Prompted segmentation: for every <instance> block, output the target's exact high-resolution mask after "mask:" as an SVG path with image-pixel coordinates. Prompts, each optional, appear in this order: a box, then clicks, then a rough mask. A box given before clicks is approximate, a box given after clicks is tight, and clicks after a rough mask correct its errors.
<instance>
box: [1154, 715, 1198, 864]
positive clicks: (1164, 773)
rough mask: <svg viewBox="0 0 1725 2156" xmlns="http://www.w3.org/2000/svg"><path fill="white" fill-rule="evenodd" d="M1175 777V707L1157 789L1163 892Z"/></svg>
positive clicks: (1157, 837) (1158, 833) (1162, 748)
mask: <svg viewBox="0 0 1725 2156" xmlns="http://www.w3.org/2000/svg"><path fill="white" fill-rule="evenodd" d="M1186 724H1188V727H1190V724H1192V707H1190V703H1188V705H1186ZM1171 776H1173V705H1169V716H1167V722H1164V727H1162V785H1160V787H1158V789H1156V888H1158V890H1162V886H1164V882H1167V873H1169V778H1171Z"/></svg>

What you will do ▸ Please update the lines above by changing every "positive clicks" to "foreground clicks" and leaving everything else as it is.

Solved exercise ▸
Prompted segmentation: for every <instance> block, output the target's exact high-resolution mask after "mask:" as an SVG path with image-pixel coordinates. Prompts, each optional, appear in this order: a box, then clicks, then a rough mask. A box given before clicks is approximate, a box given after clicks is tight, and clicks after a rough mask correct its errors.
<instance>
box: [1154, 715, 1198, 864]
foreground clicks: (1164, 773)
rough mask: <svg viewBox="0 0 1725 2156" xmlns="http://www.w3.org/2000/svg"><path fill="white" fill-rule="evenodd" d="M1175 777V707L1157 789L1163 892Z"/></svg>
foreground clicks: (1157, 837) (1158, 833) (1162, 748)
mask: <svg viewBox="0 0 1725 2156" xmlns="http://www.w3.org/2000/svg"><path fill="white" fill-rule="evenodd" d="M1186 724H1188V727H1190V724H1192V707H1190V703H1188V705H1186ZM1171 776H1173V705H1169V716H1167V722H1164V727H1162V785H1160V787H1158V789H1156V888H1158V890H1162V886H1164V882H1167V873H1169V778H1171Z"/></svg>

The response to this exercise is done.